▸ TEXTAUSZUG
■ ■ ■ ■ ■ ■ ■
Aus Datenfluten Wissen machen
Erstellung immunologischer Profile bei Impfungen, infektiösen Erkrankungen und Transplantationen (ImProVit),Prof. Dr. Ulrich Kalinke, Medizinische Hochschule Hannover (gemeinsam mit Twincore, HZI, LUH, TRAIN) Ein interdisziplinäres Konsortium der Translationsallianz in Niedersachsen (TRAIN), zusammengesetzt aus Immunologen, Ärzten und Datenwissenschaftlern der MHH, des TWINCORE, des HZI und der Technischen Informationsbibliothek, wird Protokolle zur umfassenden Analyse von Immunzellen einzelner Patienten etablieren und standardisieren. Die gewonnenen Messwerte werden mit anderen Patientendaten und Informationen aus biomedizinischen Datenbanken kombiniert, um so einen „Knowledge-Graph“ zu generieren, der zu einem verbesserten Verständnis des humanen Immunsystems führen wird.
Prof. Dr. Burkhard Tümmler, Medizinische Hochschule Hannover (gemeinsam mit LUH) Im Forschungsvorhaben soll das mikrobielle Atemwegsmetagenom von lungengesunden Probanden, Patienten mit akuten Atemwegsinfekten und von chronisch lungenkranken Patienten (Asthma, COPD, Mukoviszidose, Bronchiektasen) untersucht werden. Metagenomdaten sind Big Data par excellence. Die Datensätze sollen über Maschinenlernen klassifiziert werden mit dem Ziel, die Proben von akuten und chronischen Atemwegsinfektionen anhand des Mikrobiomphänotyps zu identifizieren. Die Metagenom-Pipeline soll für die Krankenversorgung optimiert werden, so dass der anfordernde Arzt umfassender, schneller und kostengünstiger als mit kulturbasierter Diagnostik einen verständlichen mikrobiologischen Befund erhält: Von der Probenahme bis zum Befund in 30 Stunden.
Weitere Projekte mit Beteiligung der MHH
Wege hin zu einer personalisierten Prävention und Behandlung von schwerer Norovirus-Gastroenteritis (PRESENt)
■ ■ ■ ■ ■ ■ ■
▸ ZU BEARBEITENDE AUFGABEN
a - Schreib den Textauszug beginnend bei „Prof. Dr. Burkhard“ und endend bei „in 30 Stunden.“ ab und tausche dabei „Maschinenlernen“ gegen „maschinelles Lernen“ aus.
b - Stimmen diese Aussagen mit dem Textauszug überein? (i) Von der Probenahme bis zum Befund sollen 30 Stunden vergehen. (ii) Das Konsortium besteht ausschließlich aus Ärzten. (iii) Unter den chronisch lungenkranken Patienten sind auch solche mit Mukoviszidose. Beantworte jede Aussage mit Ja oder Nein und zitiere die entscheidenden Worte des Textauszugs.
Das Material wird hierfür nicht gebraucht.
■ ■ ■ ■ ■ ■ ■
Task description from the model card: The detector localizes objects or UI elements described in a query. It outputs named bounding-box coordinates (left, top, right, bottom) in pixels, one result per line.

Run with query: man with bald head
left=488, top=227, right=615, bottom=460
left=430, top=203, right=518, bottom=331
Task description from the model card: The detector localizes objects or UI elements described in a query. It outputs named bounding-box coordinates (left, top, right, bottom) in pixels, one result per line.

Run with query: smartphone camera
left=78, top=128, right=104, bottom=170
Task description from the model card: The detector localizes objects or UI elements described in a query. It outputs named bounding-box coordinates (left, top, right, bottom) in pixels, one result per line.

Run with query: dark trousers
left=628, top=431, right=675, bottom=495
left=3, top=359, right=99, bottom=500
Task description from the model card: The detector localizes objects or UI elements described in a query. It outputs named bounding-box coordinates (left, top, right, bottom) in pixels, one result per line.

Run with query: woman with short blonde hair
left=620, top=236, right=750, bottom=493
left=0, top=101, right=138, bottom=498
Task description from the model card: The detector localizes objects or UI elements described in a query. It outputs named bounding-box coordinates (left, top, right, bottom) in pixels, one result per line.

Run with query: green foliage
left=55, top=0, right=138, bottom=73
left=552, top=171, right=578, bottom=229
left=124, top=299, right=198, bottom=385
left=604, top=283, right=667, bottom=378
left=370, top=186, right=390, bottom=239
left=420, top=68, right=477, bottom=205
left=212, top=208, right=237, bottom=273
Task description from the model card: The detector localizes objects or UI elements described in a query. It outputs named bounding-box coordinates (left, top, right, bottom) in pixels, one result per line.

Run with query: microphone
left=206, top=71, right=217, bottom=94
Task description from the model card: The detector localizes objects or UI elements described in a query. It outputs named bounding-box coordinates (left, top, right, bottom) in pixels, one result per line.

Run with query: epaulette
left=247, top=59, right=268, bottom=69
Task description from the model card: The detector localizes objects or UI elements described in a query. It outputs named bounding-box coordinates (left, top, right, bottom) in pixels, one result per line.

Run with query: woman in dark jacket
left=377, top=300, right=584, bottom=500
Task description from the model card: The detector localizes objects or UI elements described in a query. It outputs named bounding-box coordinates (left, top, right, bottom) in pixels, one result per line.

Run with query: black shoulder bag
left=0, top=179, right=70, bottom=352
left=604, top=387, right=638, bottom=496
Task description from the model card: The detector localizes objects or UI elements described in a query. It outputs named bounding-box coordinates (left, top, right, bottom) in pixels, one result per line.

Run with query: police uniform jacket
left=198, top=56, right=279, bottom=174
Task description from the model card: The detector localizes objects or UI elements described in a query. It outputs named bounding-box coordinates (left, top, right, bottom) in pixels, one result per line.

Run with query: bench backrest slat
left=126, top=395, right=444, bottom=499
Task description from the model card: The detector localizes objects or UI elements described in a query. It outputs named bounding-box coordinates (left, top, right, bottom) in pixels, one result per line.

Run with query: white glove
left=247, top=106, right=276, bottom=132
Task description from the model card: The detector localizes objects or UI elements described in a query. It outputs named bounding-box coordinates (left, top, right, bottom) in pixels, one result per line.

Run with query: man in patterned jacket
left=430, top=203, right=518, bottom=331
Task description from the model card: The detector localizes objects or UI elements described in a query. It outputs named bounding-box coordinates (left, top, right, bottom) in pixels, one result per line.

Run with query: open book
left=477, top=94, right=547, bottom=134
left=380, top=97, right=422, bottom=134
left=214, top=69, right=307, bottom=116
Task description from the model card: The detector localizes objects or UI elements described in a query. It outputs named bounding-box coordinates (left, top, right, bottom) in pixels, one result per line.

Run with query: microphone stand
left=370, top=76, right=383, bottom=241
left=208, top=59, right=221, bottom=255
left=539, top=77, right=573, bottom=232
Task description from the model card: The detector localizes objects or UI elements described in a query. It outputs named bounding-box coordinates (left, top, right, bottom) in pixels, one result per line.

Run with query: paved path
■ ■ ■ ■ ■ ■ ■
▸ LÖSUNGEN JE AUFGABE
a -
Prof. Dr. Burkhard Tümmler, Medizinische Hochschule Hannover (gemeinsam mit LUH) Im Forschungsvorhaben soll das mikrobielle Atemwegsmetagenom von lungengesunden Probanden, Patienten mit akuten Atemwegsinfekten und von chronisch lungenkranken Patienten (Asthma, COPD, Mukoviszidose, Bronchiektasen) untersucht werden. Metagenomdaten sind Big Data par excellence. Die Datensätze sollen über maschinelles Lernen klassifiziert werden mit dem Ziel, die Proben von akuten und chronischen Atemwegsinfektionen anhand des Mikrobiomphänotyps zu identifizieren. Die Metagenom-Pipeline soll für die Krankenversorgung optimiert werden, so dass der anfordernde Arzt umfassender, schneller und kostengünstiger als mit kulturbasierter Diagnostik einen verständlichen mikrobiologischen Befund erhält: Von der Probenahme bis zum Befund in 30 Stunden.

b -
(i) Ja: „Von der Probenahme bis zum Befund in 30 Stunden.“
(ii) Nein: „zusammengesetzt aus Immunologen, Ärzten und Datenwissenschaftlern“
(iii) Ja: „(Asthma, COPD, Mukoviszidose, Bronchiektasen)“